Work instructions - Render the listing below as a Markdown table with two columns, Row and Line, numbering each line and skipping blank ones. Leave the pictures out of the table.

Start of Data rows

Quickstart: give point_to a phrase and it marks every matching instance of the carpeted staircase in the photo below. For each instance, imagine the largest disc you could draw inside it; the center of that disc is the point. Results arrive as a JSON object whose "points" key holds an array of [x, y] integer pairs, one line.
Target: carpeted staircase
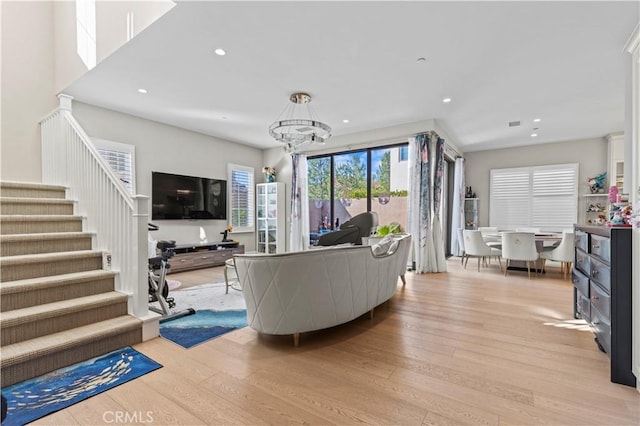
{"points": [[57, 305]]}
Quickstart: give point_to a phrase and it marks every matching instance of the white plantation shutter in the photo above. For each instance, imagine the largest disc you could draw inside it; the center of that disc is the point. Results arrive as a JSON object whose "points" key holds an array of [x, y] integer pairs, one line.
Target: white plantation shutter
{"points": [[121, 158], [544, 197], [510, 203], [241, 206], [555, 197]]}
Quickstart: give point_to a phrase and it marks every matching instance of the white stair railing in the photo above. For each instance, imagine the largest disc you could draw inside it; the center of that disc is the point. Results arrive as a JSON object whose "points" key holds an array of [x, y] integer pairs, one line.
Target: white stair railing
{"points": [[119, 220]]}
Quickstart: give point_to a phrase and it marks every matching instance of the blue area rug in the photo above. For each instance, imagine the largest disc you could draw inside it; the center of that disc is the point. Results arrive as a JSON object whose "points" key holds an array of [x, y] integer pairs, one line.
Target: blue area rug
{"points": [[40, 396], [205, 324]]}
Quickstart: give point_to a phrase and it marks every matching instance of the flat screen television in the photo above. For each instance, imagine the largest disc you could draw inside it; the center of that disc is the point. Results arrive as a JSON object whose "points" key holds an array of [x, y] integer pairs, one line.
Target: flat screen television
{"points": [[187, 197]]}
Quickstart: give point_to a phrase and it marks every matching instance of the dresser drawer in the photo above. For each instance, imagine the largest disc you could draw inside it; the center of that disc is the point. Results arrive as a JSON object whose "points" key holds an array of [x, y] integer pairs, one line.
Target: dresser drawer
{"points": [[602, 329], [582, 241], [580, 282], [600, 272], [583, 306], [583, 262], [601, 301], [600, 246]]}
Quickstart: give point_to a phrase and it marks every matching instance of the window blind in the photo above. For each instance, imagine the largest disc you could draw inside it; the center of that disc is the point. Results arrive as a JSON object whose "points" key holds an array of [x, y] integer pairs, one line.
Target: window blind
{"points": [[121, 158], [544, 197], [241, 207]]}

End of Data rows

Output below -
| Row | Line |
|---|---|
| 1 | Quickstart: give point_to a phrase and it marks every matching instance of the carpeted staircase in the photo below. For each instance, imagine the largest disc you could draw inside it; the center of that disc is the point. Results arrive as a JSON object whose "points" key holds an array of [x, y] integer pairs, one line. |
| 2 | Target: carpeted staircase |
| 3 | {"points": [[57, 305]]} |
| 4 | Quickstart: give point_to a phrase and it marks every matching instance of the white plantation shutter in the photo above. For each instance, imagine the largest disc you could draw inside it; the center of that disc is the point. Results arrive as a JSON object whose "points" key holds an array of [x, y] integer pairs, one line. |
| 5 | Target: white plantation shutter |
| 6 | {"points": [[121, 158], [544, 197], [510, 203], [241, 206], [555, 197]]} |
| 7 | Quickstart: give point_to a phrase and it marks every matching instance of the white stair railing in the photo above. For each instance, imagine the largest disc you could draw inside it; the center of that disc is the point. Results arrive as a JSON object whose "points" key holds an array of [x, y] integer pairs, one line. |
| 8 | Target: white stair railing |
| 9 | {"points": [[119, 220]]} |
| 10 | Quickstart: give point_to a phrase and it marks every matching instance of the blue area rug in the photo above. For each instance, imagine the largest disc you could draw inside it; the center of that disc is the point. Results arrive as a JSON object whose "points" key holds an array of [x, y] integer pairs, one line. |
| 11 | Target: blue area rug |
| 12 | {"points": [[40, 396], [205, 324]]} |
| 13 | Quickstart: give point_to a phrase and it marks every matching instance of the flat screen television in the photo above. For each instance, imagine the largest disc you could draw inside it; the center of that disc is the point. Results arrive as a JSON object whose "points" key holds an array of [x, y] integer pairs, one line. |
| 14 | Target: flat screen television |
| 15 | {"points": [[187, 197]]} |
| 16 | Quickstart: give point_to a phrase and it marks every matching instance of the dresser drawer in the photo above. For each instance, imagine the largest disc you could draw inside it; the center of that disc is the point. Results arrive as a JSON object whose "points" key holds an array of [x, y] integer pairs, one line. |
| 17 | Target: dresser drawer |
| 18 | {"points": [[602, 329], [582, 241], [580, 282], [600, 272], [583, 306], [583, 262], [601, 301], [600, 246]]} |
| 19 | Quickstart: give point_to a phrase and it marks every matching instance of the window blind in the photo above. For each instance, imagine the largest disc you could draw inside it; the center of that disc is the point. Results arrive as a JSON object whose "points" key holds an array of [x, y] integer pairs, one line. |
| 20 | Target: window blind |
| 21 | {"points": [[121, 158], [544, 197], [241, 207]]} |